[Set exercise]
Could you copy, word for word, only the lines from the one containing "Mark each instance of the dark" through the last line of the records below, both included?
-- START Extracted material --
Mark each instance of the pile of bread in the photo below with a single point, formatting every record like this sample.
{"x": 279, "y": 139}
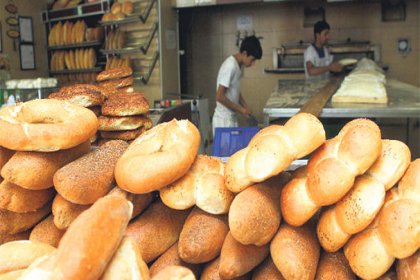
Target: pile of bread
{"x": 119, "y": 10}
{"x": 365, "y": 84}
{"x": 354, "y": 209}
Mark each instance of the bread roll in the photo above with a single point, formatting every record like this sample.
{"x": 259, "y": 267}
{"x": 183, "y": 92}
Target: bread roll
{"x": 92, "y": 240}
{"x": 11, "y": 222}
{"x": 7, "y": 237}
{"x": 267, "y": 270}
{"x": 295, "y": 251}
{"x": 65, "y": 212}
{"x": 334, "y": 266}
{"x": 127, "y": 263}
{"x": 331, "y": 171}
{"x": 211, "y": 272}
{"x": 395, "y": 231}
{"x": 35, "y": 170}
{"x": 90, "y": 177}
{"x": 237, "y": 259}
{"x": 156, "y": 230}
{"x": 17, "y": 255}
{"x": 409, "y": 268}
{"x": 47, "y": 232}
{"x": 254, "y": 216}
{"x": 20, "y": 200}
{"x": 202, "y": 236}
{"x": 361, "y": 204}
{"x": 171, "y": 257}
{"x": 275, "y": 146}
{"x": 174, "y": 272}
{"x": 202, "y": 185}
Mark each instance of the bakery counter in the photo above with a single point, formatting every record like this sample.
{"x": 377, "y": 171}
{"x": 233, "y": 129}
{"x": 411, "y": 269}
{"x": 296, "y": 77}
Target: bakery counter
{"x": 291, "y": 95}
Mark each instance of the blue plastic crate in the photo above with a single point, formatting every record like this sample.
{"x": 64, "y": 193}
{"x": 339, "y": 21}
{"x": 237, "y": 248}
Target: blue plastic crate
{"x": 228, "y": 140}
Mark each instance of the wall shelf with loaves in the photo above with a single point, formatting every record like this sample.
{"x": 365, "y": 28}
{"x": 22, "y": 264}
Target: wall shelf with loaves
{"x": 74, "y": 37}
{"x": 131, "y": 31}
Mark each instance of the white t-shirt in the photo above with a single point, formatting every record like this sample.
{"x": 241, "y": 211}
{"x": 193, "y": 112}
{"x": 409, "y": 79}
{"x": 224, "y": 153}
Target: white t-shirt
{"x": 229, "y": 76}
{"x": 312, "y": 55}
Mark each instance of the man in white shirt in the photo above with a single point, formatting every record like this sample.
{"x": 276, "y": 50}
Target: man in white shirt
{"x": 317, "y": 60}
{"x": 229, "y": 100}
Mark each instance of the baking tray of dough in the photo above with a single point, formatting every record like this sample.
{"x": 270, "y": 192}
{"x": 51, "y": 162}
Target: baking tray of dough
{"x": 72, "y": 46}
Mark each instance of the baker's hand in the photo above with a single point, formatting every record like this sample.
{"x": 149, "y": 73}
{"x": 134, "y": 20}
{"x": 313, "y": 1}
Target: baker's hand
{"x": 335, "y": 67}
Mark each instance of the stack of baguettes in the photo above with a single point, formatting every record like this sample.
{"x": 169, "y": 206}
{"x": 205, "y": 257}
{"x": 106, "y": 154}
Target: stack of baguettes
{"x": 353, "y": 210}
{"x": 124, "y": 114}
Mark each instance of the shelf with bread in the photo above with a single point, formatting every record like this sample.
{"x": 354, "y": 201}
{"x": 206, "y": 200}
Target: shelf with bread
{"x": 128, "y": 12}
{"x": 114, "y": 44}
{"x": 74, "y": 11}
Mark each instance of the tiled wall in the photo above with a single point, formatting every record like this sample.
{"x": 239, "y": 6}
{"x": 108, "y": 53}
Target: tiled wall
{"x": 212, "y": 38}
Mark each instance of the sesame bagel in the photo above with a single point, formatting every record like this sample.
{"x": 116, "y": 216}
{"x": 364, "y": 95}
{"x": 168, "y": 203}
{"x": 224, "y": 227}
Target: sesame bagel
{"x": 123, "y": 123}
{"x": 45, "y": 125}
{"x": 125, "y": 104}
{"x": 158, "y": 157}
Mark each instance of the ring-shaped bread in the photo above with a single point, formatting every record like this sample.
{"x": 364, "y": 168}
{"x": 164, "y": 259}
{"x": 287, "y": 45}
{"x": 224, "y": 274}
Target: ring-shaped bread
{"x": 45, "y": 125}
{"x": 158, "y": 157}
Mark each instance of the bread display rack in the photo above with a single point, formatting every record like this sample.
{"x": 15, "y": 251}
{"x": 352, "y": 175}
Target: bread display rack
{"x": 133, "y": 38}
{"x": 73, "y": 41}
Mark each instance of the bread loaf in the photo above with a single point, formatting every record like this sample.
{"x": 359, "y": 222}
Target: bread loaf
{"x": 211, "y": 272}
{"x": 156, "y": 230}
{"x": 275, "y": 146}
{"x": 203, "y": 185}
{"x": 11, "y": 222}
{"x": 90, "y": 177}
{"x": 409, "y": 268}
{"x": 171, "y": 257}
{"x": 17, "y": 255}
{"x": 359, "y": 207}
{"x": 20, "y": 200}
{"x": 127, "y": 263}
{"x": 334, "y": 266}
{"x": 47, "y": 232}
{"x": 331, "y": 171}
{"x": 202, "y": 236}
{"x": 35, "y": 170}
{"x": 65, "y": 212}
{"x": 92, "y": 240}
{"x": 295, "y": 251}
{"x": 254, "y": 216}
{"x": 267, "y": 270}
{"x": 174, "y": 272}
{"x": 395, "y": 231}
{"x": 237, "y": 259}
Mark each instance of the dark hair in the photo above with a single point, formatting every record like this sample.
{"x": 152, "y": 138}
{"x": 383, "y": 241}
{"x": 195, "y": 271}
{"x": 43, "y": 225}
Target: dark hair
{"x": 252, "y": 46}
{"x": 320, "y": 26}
-- END Extracted material --
[Exercise answer]
Mark each instance of the dark hair in the photo above with a single point, formatting every record like this sample.
{"x": 152, "y": 138}
{"x": 383, "y": 241}
{"x": 195, "y": 271}
{"x": 43, "y": 225}
Target: dark hair
{"x": 252, "y": 46}
{"x": 320, "y": 26}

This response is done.